-- Opening Marker --

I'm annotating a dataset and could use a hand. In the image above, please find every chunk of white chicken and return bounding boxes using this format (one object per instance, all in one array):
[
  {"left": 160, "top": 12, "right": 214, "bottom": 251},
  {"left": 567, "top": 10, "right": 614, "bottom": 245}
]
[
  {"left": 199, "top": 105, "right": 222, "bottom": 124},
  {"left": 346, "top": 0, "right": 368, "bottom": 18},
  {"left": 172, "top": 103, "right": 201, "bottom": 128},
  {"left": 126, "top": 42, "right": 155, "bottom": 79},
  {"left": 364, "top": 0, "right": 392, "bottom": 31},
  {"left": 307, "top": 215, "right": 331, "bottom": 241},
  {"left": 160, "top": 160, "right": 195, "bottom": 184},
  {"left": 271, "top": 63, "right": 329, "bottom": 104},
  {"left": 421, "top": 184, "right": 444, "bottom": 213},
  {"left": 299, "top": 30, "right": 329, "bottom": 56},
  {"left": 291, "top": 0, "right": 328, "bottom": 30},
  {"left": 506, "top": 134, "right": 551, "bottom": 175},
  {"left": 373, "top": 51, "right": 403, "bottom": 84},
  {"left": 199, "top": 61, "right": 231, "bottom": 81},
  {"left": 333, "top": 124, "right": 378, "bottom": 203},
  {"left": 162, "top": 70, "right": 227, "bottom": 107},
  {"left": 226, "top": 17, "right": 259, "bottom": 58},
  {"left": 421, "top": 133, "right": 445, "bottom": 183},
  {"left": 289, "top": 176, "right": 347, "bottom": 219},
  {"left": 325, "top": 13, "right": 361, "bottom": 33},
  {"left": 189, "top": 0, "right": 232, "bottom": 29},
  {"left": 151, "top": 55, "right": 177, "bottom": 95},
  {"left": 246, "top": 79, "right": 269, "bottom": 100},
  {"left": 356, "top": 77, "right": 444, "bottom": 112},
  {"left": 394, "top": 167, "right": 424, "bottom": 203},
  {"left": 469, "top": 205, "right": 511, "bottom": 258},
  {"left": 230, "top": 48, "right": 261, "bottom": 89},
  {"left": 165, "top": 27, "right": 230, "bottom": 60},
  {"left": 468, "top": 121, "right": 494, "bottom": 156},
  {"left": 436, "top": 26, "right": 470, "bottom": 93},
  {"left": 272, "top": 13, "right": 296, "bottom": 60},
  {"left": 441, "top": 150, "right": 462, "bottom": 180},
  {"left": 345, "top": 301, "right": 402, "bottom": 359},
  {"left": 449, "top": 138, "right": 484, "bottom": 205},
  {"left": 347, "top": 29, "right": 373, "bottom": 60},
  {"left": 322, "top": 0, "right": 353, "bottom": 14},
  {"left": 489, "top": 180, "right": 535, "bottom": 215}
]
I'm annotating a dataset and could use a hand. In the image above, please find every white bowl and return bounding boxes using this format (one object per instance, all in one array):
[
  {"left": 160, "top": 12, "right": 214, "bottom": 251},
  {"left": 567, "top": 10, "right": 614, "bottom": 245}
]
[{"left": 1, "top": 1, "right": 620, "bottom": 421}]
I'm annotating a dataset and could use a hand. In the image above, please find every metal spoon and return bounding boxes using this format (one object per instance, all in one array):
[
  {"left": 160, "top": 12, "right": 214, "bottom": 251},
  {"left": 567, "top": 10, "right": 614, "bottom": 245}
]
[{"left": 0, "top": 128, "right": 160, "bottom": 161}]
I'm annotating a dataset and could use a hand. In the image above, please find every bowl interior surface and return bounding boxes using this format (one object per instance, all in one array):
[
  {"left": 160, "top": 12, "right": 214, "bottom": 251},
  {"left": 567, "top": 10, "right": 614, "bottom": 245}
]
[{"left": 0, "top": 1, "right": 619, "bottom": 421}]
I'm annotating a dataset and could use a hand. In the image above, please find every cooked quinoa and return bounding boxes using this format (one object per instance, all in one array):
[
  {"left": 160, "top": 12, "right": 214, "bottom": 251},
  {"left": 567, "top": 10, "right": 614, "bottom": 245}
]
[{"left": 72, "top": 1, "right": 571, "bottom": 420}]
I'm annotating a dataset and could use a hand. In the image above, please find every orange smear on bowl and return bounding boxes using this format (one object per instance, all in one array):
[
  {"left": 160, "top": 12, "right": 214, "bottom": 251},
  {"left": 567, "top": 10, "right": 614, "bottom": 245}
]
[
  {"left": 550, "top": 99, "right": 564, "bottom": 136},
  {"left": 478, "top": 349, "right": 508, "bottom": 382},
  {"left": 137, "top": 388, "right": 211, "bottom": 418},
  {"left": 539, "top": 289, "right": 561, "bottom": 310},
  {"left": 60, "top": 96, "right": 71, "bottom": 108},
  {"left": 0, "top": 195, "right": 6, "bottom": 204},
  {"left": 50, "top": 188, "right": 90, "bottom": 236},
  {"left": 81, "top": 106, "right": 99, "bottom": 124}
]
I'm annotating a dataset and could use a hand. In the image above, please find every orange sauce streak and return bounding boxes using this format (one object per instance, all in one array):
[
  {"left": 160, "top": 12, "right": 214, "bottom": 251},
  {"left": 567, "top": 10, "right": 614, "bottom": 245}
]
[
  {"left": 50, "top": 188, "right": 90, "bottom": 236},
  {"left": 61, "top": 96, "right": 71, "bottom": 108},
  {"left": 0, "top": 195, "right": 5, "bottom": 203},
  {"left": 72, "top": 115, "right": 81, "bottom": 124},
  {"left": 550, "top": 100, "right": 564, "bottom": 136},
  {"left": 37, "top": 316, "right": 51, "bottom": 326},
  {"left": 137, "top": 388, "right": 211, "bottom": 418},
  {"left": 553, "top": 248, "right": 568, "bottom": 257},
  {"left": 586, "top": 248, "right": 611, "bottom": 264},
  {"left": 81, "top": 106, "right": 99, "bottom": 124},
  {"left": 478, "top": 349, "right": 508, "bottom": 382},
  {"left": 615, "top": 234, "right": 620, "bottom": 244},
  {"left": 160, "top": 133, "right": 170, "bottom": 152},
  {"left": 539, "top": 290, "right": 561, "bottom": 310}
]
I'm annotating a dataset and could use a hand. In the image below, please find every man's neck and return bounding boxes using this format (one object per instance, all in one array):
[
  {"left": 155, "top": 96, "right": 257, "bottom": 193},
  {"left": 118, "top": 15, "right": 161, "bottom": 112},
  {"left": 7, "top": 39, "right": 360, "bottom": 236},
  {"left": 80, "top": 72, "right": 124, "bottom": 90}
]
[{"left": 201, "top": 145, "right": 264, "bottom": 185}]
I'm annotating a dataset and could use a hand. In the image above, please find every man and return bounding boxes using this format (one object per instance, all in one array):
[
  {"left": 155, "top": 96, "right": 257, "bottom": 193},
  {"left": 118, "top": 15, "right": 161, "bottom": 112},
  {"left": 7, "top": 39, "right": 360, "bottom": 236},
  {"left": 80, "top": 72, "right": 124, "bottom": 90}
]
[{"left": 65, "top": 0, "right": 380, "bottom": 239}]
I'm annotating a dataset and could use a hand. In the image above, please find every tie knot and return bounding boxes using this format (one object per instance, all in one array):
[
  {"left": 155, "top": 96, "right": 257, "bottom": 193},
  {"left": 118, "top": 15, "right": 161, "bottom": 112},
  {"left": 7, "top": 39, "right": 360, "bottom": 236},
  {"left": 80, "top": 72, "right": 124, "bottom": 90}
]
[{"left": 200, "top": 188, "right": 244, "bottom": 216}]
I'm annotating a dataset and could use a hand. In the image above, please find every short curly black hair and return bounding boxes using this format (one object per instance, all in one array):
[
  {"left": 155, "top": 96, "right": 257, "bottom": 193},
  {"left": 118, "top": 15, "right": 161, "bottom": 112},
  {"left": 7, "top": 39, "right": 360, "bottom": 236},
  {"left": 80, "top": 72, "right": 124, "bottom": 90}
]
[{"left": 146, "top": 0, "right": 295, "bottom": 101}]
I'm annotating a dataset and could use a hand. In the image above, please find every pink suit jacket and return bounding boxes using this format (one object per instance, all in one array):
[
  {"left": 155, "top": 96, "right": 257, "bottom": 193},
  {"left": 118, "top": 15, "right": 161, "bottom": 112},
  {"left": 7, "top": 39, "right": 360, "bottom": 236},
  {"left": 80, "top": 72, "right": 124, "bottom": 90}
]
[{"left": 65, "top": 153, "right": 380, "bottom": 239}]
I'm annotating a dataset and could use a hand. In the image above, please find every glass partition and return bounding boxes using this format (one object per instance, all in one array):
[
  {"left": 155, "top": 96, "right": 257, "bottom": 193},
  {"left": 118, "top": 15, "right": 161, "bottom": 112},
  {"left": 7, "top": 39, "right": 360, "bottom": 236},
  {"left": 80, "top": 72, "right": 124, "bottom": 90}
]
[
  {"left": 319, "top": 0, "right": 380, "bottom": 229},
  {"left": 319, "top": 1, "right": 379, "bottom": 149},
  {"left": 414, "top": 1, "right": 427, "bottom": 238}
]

-- Closing Marker --
-- Opening Marker --

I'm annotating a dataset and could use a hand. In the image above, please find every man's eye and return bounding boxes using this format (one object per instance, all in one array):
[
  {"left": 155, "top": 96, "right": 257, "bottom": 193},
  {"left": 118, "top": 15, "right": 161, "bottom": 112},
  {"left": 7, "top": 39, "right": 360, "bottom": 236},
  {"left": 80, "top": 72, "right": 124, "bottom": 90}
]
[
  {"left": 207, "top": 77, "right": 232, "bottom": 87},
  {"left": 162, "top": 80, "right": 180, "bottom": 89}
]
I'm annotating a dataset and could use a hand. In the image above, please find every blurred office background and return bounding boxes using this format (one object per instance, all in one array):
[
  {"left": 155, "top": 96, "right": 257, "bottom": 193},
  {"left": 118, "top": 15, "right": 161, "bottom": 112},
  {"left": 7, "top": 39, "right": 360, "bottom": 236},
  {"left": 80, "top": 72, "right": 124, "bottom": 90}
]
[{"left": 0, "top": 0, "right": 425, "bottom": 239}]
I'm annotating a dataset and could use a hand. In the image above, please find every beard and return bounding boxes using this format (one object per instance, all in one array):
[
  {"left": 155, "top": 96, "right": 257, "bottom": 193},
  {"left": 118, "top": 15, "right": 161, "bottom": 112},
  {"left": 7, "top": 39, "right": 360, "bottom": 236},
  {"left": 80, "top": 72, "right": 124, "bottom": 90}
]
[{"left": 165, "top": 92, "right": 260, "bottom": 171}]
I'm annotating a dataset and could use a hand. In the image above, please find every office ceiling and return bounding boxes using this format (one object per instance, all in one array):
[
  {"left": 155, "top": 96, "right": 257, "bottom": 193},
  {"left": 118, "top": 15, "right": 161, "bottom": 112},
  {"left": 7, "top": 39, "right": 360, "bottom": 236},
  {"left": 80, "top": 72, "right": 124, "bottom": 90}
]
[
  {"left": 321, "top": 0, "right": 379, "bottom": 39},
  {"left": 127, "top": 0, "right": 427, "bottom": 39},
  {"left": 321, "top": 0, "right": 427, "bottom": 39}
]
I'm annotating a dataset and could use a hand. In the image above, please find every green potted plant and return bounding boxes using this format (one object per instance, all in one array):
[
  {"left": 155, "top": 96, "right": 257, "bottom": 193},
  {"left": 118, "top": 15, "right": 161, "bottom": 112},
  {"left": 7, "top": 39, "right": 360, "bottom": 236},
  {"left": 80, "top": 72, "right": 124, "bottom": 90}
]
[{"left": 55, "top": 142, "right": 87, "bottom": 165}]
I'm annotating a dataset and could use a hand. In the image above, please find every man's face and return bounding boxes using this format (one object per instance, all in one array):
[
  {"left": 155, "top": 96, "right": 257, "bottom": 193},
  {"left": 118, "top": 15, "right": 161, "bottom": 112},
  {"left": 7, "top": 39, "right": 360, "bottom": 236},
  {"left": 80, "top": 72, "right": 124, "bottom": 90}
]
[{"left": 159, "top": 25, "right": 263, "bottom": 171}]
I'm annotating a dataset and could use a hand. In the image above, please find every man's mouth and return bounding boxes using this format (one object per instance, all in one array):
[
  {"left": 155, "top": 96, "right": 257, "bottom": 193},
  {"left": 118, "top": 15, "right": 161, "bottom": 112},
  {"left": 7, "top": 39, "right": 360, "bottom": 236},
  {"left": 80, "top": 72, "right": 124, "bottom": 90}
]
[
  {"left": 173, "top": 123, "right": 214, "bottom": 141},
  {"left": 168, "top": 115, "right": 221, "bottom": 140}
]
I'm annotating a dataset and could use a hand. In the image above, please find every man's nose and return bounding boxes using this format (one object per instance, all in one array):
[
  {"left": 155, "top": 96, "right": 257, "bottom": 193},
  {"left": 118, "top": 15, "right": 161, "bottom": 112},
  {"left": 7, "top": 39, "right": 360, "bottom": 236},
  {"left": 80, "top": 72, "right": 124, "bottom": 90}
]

-- Closing Marker --

» **ABOUT THIS TASK**
Go through the listing above and copy each line in which the string "orange" is found.

» **TASK RESPONSE**
I'm annotating a dataset and could use a hand. In the image above, please find every orange smear on bowl and return bounding boxes using this format (one object per instance, all in one array):
I'm annotating a dataset and could use a hand. In the image above, please find every orange sauce streak and return bounding boxes using this format (one object per instance, all in one array):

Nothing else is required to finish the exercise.